(Extracted data entries)
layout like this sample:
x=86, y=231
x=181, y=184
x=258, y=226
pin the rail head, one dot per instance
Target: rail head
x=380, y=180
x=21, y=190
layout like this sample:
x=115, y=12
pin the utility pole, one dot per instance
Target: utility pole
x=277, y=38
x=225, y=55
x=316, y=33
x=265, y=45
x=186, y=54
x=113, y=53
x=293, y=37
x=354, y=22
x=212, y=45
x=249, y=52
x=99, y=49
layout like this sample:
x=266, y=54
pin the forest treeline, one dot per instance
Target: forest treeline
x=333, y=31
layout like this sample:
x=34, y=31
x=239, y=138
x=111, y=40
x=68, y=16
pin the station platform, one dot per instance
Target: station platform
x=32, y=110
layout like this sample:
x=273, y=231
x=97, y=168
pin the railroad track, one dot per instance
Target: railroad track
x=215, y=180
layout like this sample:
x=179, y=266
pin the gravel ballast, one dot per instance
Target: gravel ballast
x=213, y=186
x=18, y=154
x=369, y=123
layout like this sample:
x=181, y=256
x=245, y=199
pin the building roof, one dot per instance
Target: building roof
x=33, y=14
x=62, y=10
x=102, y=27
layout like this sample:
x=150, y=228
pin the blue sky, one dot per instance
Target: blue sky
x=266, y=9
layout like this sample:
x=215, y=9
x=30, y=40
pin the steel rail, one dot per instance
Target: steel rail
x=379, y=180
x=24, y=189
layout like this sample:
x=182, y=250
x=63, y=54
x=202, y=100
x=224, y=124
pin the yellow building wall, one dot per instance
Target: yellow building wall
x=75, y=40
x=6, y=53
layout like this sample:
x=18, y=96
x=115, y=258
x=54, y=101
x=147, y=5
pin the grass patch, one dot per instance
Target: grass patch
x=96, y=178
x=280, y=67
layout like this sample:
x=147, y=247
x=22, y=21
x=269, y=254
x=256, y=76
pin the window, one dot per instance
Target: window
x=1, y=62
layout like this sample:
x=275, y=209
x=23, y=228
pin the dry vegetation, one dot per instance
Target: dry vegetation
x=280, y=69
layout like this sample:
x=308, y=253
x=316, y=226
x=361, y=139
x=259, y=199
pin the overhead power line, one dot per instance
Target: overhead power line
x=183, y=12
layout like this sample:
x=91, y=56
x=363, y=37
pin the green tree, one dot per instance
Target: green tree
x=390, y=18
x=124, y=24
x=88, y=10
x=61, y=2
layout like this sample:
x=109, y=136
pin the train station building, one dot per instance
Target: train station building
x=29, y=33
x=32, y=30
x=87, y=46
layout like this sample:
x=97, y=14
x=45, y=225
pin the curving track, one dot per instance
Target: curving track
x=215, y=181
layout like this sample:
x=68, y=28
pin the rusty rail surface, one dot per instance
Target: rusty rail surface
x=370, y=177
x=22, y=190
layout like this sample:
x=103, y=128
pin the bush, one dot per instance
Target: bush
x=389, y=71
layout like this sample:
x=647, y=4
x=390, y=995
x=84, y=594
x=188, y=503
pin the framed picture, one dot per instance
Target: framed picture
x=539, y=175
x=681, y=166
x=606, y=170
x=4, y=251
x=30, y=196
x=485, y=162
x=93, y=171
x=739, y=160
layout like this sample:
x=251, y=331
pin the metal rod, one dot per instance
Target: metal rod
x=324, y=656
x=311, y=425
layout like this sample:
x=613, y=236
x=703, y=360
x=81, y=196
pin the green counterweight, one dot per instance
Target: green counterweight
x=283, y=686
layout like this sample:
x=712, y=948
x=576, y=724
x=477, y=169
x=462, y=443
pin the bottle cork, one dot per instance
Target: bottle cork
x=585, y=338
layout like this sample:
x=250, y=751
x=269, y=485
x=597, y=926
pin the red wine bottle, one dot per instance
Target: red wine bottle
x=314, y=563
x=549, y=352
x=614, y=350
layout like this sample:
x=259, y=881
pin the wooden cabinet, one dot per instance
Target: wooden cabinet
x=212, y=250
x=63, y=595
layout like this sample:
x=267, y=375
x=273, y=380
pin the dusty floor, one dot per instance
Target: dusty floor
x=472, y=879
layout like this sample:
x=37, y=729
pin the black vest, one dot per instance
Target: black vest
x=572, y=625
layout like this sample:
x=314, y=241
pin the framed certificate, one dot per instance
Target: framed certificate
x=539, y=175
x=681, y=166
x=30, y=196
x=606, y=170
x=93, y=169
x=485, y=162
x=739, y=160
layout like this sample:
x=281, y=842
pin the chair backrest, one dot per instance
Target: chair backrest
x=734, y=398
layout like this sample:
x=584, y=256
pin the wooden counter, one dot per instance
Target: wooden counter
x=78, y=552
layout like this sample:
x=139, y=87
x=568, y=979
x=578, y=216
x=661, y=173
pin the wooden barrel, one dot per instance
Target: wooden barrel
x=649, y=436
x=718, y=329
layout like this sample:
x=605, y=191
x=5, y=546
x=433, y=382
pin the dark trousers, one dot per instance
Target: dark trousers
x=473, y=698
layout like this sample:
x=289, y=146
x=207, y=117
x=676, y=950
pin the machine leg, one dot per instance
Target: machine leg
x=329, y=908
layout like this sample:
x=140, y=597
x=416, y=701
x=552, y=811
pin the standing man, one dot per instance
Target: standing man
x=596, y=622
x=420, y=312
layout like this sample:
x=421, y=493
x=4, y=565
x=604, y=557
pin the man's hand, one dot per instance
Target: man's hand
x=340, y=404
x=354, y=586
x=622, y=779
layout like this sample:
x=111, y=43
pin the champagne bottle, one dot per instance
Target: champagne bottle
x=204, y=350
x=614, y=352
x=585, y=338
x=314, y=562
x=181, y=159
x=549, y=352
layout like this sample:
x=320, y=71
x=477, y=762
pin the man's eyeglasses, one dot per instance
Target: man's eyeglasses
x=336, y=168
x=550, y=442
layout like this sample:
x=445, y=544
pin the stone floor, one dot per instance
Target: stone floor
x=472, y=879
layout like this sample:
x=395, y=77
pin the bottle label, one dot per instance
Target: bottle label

| Exercise description |
Repeat the entries above verbatim, but only from the line that has "x=462, y=443" down to the line that has "x=552, y=811", inclusive.

| Answer section |
x=462, y=443
pin the bottle cork, one dot per instance
Target: bottle cork
x=585, y=338
layout like this sample:
x=250, y=751
x=269, y=485
x=597, y=926
pin the red wine bottle, one dot per instance
Target: red wine bottle
x=314, y=563
x=549, y=352
x=614, y=350
layout like this sample:
x=259, y=881
pin the wooden cabinet, one dot per instance
Target: wooden cabinet
x=212, y=250
x=63, y=595
layout like this sample:
x=267, y=375
x=273, y=380
pin the dusty floor, one dot per instance
Target: dusty floor
x=472, y=879
layout like this sample:
x=37, y=729
pin the black vest, one dot per instance
Target: black vest
x=572, y=625
layout like this sample:
x=314, y=241
pin the framed certificate, one dot per instance
Target: framed certificate
x=539, y=175
x=681, y=166
x=30, y=196
x=606, y=170
x=93, y=169
x=485, y=162
x=739, y=160
layout like this sample:
x=281, y=842
pin the chair backrest, one dot per instance
Target: chair backrest
x=734, y=398
layout like this sample:
x=584, y=256
pin the wooden counter, one dot per instance
Target: wooden counter
x=78, y=552
layout like this sample:
x=139, y=87
x=568, y=979
x=578, y=216
x=661, y=173
pin the wooden barrel, one dot per instance
Target: wooden barrel
x=649, y=436
x=718, y=329
layout like this sample:
x=605, y=191
x=5, y=546
x=433, y=382
pin the dark trousers, one dot per instance
Target: dark trousers
x=473, y=698
layout like this sample:
x=289, y=146
x=207, y=117
x=676, y=950
pin the machine leg, one dot per instance
Target: machine leg
x=329, y=908
layout like this sample:
x=140, y=597
x=416, y=701
x=552, y=811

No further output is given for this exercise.